Return each line of the material below that contains the string "stem". Case counts.

>>

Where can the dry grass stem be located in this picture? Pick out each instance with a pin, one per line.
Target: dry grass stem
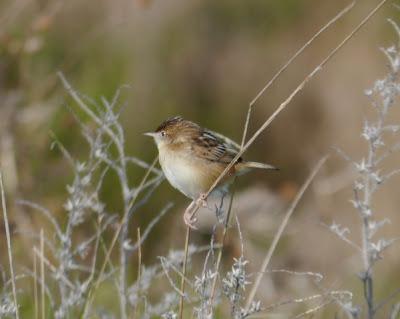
(9, 250)
(35, 288)
(286, 102)
(183, 279)
(287, 64)
(42, 275)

<<

PROBLEM SOLUTION:
Where can the dry grass stem be located in this picture? Pick out each instance with a pin, one per line.
Target: dry grass stem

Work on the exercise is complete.